■ **WORK TO COMPLETE**
Reproduce the records below in their entirety, character for character.

■ **SUPPLIED ENTRIES**
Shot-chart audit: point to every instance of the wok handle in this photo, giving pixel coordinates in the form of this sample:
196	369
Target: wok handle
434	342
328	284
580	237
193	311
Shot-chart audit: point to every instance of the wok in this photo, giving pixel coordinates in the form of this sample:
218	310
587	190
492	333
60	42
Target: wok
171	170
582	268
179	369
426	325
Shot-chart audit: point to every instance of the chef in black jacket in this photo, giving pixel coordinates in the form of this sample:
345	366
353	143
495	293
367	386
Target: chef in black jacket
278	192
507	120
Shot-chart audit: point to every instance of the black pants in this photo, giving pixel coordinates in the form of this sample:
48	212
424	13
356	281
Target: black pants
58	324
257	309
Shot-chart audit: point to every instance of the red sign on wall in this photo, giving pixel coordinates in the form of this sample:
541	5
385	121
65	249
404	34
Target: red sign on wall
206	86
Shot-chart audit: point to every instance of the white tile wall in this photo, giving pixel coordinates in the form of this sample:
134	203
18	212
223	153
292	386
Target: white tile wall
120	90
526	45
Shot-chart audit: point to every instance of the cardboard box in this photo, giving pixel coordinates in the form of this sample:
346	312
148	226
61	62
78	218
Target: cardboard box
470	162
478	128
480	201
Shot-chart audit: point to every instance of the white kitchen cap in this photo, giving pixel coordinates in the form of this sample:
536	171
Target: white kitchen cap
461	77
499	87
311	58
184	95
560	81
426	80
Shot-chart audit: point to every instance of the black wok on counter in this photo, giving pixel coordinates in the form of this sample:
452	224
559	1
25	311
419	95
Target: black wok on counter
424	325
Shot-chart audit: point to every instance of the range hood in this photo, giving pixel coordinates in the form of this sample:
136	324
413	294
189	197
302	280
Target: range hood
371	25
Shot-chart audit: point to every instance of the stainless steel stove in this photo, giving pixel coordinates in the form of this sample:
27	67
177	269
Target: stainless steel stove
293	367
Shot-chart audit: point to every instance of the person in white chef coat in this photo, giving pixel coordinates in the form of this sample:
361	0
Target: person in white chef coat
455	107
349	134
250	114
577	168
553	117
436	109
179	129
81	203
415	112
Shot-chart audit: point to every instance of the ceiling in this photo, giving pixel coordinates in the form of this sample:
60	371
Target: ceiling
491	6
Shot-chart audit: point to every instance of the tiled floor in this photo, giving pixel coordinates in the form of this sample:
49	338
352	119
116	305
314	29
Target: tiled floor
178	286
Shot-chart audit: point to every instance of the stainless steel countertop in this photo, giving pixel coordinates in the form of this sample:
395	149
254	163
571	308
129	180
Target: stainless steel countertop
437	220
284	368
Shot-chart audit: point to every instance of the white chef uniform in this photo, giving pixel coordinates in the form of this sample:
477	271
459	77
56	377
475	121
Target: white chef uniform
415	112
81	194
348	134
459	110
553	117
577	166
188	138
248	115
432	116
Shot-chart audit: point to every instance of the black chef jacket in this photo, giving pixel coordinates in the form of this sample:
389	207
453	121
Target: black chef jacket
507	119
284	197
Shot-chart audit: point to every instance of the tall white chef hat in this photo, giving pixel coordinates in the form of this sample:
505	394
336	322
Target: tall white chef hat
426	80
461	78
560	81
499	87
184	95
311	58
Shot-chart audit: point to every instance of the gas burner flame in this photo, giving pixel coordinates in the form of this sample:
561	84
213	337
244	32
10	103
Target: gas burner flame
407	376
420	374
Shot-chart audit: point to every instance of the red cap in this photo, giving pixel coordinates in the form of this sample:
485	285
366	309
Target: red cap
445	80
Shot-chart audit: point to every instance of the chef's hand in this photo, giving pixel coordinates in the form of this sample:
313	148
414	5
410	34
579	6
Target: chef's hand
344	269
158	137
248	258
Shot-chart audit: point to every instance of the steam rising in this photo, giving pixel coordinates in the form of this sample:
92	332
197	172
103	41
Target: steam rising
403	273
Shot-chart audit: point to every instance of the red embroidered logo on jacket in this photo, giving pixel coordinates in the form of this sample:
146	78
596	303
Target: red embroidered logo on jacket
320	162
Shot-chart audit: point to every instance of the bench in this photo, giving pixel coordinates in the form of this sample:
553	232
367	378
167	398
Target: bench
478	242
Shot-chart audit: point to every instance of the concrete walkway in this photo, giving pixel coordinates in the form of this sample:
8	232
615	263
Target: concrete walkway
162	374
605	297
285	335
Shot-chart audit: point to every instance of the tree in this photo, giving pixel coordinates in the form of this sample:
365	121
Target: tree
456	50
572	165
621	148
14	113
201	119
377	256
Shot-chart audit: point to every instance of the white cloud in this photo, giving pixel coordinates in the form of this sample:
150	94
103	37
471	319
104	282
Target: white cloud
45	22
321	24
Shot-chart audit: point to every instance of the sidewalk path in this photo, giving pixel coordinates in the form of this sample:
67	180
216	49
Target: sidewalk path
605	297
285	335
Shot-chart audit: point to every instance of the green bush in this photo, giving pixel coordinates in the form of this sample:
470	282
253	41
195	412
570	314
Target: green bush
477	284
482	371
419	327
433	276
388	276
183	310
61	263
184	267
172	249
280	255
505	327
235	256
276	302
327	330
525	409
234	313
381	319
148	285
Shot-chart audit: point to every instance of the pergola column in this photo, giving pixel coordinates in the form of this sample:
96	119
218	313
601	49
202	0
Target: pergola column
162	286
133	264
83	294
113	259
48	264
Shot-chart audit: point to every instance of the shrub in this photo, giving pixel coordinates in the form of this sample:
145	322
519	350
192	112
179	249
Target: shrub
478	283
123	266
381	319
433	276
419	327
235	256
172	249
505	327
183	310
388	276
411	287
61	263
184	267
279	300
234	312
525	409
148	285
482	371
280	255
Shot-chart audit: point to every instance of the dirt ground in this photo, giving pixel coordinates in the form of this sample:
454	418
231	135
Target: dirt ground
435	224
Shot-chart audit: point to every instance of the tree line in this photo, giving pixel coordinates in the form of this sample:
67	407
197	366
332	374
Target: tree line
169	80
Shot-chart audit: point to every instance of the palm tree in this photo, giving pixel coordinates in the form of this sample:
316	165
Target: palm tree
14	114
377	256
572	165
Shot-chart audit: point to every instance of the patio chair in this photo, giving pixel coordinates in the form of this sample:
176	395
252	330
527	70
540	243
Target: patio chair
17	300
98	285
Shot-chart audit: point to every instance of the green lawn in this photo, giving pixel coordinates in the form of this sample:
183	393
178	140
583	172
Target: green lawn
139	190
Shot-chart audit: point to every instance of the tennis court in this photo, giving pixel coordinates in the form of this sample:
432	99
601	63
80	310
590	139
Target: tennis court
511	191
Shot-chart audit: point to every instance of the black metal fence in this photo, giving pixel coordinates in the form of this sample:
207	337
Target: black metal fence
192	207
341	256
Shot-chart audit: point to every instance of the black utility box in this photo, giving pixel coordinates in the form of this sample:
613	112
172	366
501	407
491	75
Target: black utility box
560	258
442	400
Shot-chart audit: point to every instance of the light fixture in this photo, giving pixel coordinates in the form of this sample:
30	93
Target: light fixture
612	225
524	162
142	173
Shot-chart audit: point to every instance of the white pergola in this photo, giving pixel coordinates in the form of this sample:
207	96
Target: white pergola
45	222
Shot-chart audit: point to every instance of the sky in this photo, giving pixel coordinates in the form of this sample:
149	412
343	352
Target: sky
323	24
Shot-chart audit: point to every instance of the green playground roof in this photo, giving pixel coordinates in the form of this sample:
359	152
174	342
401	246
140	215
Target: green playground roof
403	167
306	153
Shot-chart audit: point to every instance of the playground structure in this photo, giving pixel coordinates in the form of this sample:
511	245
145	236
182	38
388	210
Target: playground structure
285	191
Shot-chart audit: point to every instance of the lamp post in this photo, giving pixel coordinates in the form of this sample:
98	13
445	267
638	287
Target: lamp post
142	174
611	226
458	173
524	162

■ **EXERCISE RESPONSE**
Shot-chart audit: point to every instance of the wok handle in this photo, giving pixel coordinates in the form of this sample:
196	369
Target: wok handle
434	342
328	284
580	237
193	311
Shot-chart audit: point to every instance of the wok in this photo, giving pixel coordinates in the form of this sample:
218	310
587	190
492	333
60	42
Target: wok
171	170
582	268
179	369
426	325
Shot-chart audit: point to every instance of the chef in black jacket in this photo, giving pixel coordinates in the form of this sample:
345	366
353	143
495	293
367	386
Target: chef in black jacket
278	192
507	120
Shot-chart audit: point to every instance of the black pants in this photo, giving pixel coordinates in the form of this sample:
48	212
424	13
356	281
Target: black pants
58	324
257	309
Shot-chart audit: point to every instance of the red sign on wall in this photo, giving pixel coordinates in the form of this sample:
541	5
385	121
65	249
404	34
Target: red sign on wall
206	86
Shot-chart audit: point to every instance of the white tile wall in this photo, giving pixel coordinates in the form of this sample:
134	203
18	212
223	153
292	386
Target: white tile wall
120	90
526	45
Shot-chart audit: point to every instance of the cardboard box in this photo, giving pixel coordinates in the form of this sample:
346	312
148	226
61	62
78	218
Target: cardboard box
470	162
478	128
480	201
Shot-chart audit: point to every instance of the white kitchen cap in this photo, giving pixel coordinates in the form of this sample:
536	171
Target: white kitchen cap
461	77
499	87
311	58
184	95
560	81
426	80
Shot-chart audit: point to every instance of the black wok on counter in this photo, giving pixel coordinates in the form of this sample:
452	224
559	1
25	311
419	95
Target: black wok on counter
424	325
Shot-chart audit: point to every instance of the range hood in this photo, giving pixel coordinates in the form of this sample:
136	324
413	294
189	197
302	280
Target: range hood
371	25
Shot-chart audit: point to every instance of the stainless steel stove in this photo, giving pixel coordinates in the form of this sample:
27	67
177	269
Target: stainless steel stove
293	367
Shot-chart audit: point to every instance of the person in white chef coat in this photo, giving pixel coordinates in the form of this sample:
361	0
Target: person in white chef coat
455	107
349	134
250	114
577	168
553	117
436	109
179	129
81	203
415	112
Shot-chart audit: point to every instance of the ceiling in this photo, giving pixel coordinates in the form of this sample:
60	371
Target: ceiling
491	6
Shot-chart audit: point to every instance of the tiled floor in this photo, giving pixel coordinates in the form of this sample:
49	338
352	119
116	305
314	29
Target: tiled floor
178	286
Shot-chart audit: point to every instance of the stainless steel countertop in this photo, giving pixel coordinates in the form of this sample:
395	149
254	163
571	308
129	180
Target: stainless steel countertop
437	220
284	368
Shot-chart audit: point to every instance of the white chef uniform in this photo, giving pixel coordinates in the form of this sample:
477	271
459	77
56	377
475	121
Target: white chef uniform
415	112
81	194
348	134
459	110
553	117
577	166
188	138
248	115
432	116
Shot-chart audit: point to every instance of the black chef jacket in this photo, giving pixel coordinates in the form of this sample:
389	207
453	121
Target: black chef jacket
507	119
284	197
Shot-chart audit: point to every instance of the tall white chef hat in this photo, giving pixel coordinates in the form of this sample:
505	394
336	322
Target: tall white chef hat
426	80
461	78
560	81
499	87
184	95
311	58
Shot-chart audit: point to every instance of the gas burner flame in this photo, giving pixel coordinates in the form of this sample:
561	84
213	337
244	32
10	103
Target: gas burner flame
407	376
420	374
Shot-chart audit: point to every instance of the red cap in this photo, giving pixel coordinates in the form of this sample:
485	285
366	309
Target: red cap
445	80
Shot-chart audit: point to every instance of the chef's hand in this photo, giving pixel coordinates in the form of this sample:
313	148
414	5
410	34
579	6
Target: chef's hand
344	269
158	137
248	258
Shot-chart audit: point to every instance of the steam rising in this photo, giving pixel coordinates in the form of this sample:
92	332
197	172
103	41
Target: steam rising
403	273
Shot-chart audit: point to every instance of the red embroidered logo on jacket in this photo, giving pixel coordinates in the form of this sample:
146	78
596	303
Target: red embroidered logo on jacket
320	162
Shot-chart audit: point to every instance of the bench in this photo, giving pixel coordinates in the form of this sample:
553	232
367	378
167	398
Target: bench
478	242
Shot-chart audit: point to every instance of the concrete walkway in this photo, giving pixel coordinates in the form of this sample:
8	232
615	263
Target: concrete walkway
162	374
605	297
285	335
Shot-chart audit: point to every instance of the tree in this photo, giving pixel coordinates in the form of this sample:
365	121
Target: tree
456	50
572	165
621	148
14	113
201	119
377	256
Shot-chart audit: point to every instance of the white cloud in this photo, giving pixel coordinates in the form of this sample:
150	94
103	37
471	319
104	282
Target: white cloud
45	22
321	24
Shot-chart audit: point to every instance of the sidewalk path in this photo, giving pixel coordinates in the form of this sample:
67	180
216	49
Target: sidewalk path
605	297
285	335
Shot-chart audit: point to every instance of the green bush in this photo, giving pixel coordinates in the form of this sample:
470	282
253	41
195	412
570	314
Target: green bush
477	284
482	371
419	327
433	276
388	276
183	310
61	263
184	267
172	249
280	255
505	327
235	256
276	302
327	330
525	409
234	313
381	319
148	285
Shot-chart audit: point to every instance of the pergola column in this photo, giving pixel coordinates in the form of this sample:
96	119
218	313
601	49
202	0
Target: pergola column
162	286
133	264
83	294
113	259
48	264
Shot-chart audit: point to every instance of the shrub in this photo, giving pixel coordinates in the form of this sample:
145	322
519	350
192	112
179	249
Target: shrub
478	283
123	266
381	319
433	276
419	327
235	256
172	249
505	327
183	310
388	276
411	287
61	263
184	267
279	300
234	312
525	409
148	285
482	371
280	255
Shot-chart audit: point to every instance of the dirt ground in this photo, giving pixel coordinates in the form of this sample:
454	418
231	135
Target: dirt ground
435	224
Shot-chart audit: point to every instance of the tree line in this photo, giving pixel coordinates in the form of this sample:
67	407
197	366
332	374
Target: tree line
169	80
Shot-chart audit: point to every instance of the palm tree in this photo, giving pixel coordinates in the form of this sample:
316	165
Target: palm tree
14	114
377	256
572	165
Shot-chart audit: point to every instance of the patio chair in this photo, giving pixel coordinates in the form of this sample:
176	395
252	330
527	70
540	243
Target: patio chair
17	300
98	285
Shot-chart audit: point to every instance of the green lawn in this photo, giving pixel coordinates in the form of this sample:
183	393
178	140
583	172
Target: green lawn
139	190
Shot-chart audit: point to every instance of the tennis court in this photo, giving pixel coordinates in the form of this sample:
432	99
601	63
80	310
590	139
Target: tennis court
511	191
Shot-chart audit: point to every instance of the black metal fence in this photo, giving pixel coordinates in the form of this sample:
207	337
Target: black metal fence
192	207
341	256
Shot-chart audit: point to every instance of the black utility box in this photo, giving pixel coordinates in the form of this sample:
613	112
172	366
501	407
491	75
Target: black utility box
560	258
442	400
Shot-chart audit: point to every instance of the light fixture in this photo, giving pixel coordinates in the form of this sample:
30	93
Target: light fixture
612	225
524	162
142	173
Shot-chart audit: point to every instance of the white pergola in this photo, giving pixel coordinates in the form of this sample:
207	96
Target: white pergola
45	222
Shot-chart audit: point to every instance of the sky in this photo, giving pixel coordinates in the form of this sample:
149	412
343	352
Target: sky
323	24
Shot-chart audit: point to every instance of the green playground roof in this photo, giving pixel coordinates in the form of this sample:
359	152
174	342
401	246
140	215
Target: green playground roof
403	167
306	153
Shot-chart audit: point to every instance of the playground structure in this photo, giving pixel coordinates in the form of this sample:
511	245
145	236
182	38
388	210
Target: playground structure
285	191
Shot-chart audit: point to every instance of the lamp post in this photo, giving pixel coordinates in the form of this sample:
98	13
445	267
638	287
Target: lamp post
142	174
611	226
458	173
524	162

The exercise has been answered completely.